Your task: Whenever a line in the entries below includes the string "windshield", count that line. Report the total alone.

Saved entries

+---+

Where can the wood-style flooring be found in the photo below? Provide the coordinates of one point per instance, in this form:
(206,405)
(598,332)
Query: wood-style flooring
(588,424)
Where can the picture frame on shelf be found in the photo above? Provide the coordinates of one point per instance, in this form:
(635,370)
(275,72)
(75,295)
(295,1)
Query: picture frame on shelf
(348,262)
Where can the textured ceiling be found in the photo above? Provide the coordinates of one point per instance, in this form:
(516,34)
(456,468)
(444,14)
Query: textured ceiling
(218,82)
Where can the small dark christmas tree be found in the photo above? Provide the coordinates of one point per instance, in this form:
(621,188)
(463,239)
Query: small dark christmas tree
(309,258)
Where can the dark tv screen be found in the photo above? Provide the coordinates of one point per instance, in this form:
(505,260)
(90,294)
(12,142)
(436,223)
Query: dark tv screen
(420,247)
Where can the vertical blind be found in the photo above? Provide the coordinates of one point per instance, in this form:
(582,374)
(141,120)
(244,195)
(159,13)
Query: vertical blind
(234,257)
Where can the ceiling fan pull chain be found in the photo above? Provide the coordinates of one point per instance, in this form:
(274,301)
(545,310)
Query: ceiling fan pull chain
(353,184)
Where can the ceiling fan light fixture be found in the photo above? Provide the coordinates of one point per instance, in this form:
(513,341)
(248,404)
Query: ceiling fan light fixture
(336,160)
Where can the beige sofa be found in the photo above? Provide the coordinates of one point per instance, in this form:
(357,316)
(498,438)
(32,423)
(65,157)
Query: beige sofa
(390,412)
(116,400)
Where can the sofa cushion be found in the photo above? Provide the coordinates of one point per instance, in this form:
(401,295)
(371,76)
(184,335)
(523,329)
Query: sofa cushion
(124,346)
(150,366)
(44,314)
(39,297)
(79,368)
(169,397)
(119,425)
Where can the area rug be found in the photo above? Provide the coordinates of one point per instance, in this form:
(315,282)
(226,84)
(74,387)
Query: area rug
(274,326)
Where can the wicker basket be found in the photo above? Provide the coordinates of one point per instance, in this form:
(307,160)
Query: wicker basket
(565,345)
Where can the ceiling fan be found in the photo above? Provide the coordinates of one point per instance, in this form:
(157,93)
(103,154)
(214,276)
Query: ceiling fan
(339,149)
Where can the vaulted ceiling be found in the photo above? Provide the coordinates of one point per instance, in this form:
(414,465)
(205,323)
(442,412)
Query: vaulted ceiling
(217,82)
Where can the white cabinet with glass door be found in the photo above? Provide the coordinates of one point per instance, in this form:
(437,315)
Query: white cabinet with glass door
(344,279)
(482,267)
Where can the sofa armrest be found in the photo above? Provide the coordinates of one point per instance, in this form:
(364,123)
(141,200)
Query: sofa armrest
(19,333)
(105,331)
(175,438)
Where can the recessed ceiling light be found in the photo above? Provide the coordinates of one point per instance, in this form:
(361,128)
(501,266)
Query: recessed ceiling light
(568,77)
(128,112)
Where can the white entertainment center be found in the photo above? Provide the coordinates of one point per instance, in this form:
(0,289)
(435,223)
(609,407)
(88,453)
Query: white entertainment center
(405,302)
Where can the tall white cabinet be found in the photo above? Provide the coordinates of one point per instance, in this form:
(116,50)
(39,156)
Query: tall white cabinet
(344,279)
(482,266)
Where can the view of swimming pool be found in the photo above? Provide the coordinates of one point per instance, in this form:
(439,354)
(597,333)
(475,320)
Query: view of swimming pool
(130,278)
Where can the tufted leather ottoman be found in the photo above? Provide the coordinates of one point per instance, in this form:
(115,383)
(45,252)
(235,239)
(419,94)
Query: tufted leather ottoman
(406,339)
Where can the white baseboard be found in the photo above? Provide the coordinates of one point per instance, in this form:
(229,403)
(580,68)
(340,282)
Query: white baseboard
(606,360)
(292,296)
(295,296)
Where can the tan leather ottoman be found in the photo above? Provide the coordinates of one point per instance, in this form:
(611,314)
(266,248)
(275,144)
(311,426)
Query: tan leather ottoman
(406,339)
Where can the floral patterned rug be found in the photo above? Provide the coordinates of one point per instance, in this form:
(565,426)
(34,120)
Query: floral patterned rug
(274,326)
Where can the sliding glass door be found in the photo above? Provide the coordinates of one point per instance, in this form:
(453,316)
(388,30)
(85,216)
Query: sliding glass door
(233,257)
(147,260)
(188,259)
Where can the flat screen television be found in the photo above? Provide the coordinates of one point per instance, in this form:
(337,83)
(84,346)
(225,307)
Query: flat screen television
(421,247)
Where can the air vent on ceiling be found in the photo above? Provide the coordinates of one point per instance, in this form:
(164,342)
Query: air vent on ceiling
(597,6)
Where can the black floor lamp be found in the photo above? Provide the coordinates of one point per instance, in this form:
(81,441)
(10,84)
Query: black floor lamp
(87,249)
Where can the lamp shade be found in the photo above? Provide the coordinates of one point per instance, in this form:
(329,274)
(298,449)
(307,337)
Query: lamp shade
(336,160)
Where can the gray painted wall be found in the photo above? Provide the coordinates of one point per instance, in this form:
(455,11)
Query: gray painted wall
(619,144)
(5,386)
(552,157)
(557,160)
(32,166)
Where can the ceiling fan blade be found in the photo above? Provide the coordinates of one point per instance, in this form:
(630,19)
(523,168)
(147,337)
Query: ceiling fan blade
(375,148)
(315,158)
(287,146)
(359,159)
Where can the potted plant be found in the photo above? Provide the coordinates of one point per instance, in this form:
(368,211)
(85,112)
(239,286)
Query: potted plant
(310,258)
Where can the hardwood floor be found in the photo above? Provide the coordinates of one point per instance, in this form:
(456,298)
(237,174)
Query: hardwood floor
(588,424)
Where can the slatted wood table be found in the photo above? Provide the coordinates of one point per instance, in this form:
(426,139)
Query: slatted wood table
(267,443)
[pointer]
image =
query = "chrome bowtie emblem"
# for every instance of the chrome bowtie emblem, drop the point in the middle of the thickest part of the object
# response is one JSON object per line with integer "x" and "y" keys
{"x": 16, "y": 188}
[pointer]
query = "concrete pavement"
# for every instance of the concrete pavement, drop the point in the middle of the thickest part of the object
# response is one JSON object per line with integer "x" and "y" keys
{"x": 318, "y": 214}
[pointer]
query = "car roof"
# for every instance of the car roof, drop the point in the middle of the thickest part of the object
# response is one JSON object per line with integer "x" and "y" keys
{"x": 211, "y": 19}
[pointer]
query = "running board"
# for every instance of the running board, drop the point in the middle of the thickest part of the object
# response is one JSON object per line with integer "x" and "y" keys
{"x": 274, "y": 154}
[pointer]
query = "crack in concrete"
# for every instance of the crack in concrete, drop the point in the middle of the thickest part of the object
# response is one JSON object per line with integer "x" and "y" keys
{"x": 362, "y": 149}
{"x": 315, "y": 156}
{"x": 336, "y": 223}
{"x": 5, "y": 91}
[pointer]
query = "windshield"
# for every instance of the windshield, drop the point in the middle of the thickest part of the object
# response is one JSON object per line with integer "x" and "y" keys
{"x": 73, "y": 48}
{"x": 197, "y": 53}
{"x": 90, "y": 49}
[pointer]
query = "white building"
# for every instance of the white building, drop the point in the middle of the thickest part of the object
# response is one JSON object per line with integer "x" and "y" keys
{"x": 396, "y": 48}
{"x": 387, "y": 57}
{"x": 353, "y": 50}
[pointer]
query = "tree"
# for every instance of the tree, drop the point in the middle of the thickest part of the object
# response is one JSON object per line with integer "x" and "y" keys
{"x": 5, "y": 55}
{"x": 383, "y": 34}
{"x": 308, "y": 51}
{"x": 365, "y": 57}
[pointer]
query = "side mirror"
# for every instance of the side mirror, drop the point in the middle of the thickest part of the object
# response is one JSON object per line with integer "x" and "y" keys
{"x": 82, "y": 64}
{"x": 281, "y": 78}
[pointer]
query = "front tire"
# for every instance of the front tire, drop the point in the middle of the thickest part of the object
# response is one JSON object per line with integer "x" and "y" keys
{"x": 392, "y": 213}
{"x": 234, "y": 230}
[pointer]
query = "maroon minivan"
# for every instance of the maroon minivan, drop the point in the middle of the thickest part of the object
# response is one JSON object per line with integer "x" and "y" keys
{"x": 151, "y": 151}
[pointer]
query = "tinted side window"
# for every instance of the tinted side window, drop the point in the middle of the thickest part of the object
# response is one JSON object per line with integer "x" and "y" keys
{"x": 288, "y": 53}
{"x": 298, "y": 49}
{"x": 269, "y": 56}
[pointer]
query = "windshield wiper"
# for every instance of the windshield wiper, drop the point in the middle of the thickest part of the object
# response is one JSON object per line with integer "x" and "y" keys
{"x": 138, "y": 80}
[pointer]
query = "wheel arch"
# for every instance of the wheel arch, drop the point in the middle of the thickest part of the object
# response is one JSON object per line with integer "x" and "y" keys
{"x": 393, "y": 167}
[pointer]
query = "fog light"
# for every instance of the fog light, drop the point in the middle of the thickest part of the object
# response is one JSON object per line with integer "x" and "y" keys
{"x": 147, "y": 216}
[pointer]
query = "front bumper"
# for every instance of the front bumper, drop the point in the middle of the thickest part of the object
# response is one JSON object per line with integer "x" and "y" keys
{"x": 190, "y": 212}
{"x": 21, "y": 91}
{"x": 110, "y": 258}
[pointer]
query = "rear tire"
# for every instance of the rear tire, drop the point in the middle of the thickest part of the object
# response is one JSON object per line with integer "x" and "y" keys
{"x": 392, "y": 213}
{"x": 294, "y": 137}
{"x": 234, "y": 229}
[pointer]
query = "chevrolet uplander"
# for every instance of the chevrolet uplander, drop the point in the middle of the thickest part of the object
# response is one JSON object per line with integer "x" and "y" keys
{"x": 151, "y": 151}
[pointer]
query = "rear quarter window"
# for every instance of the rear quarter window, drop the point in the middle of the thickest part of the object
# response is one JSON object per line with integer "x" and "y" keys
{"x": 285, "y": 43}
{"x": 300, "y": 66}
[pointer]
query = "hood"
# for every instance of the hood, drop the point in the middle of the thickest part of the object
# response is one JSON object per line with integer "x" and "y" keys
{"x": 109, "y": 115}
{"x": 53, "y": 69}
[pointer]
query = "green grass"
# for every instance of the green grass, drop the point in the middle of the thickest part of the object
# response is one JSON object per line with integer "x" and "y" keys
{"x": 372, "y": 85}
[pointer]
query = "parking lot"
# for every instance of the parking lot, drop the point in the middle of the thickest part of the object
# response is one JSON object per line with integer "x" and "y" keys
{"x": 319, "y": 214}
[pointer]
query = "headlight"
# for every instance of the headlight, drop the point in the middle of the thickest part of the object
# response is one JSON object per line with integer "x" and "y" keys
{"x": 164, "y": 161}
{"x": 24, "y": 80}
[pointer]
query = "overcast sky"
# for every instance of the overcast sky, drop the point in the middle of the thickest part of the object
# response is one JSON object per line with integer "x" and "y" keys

+---+

Your response: 4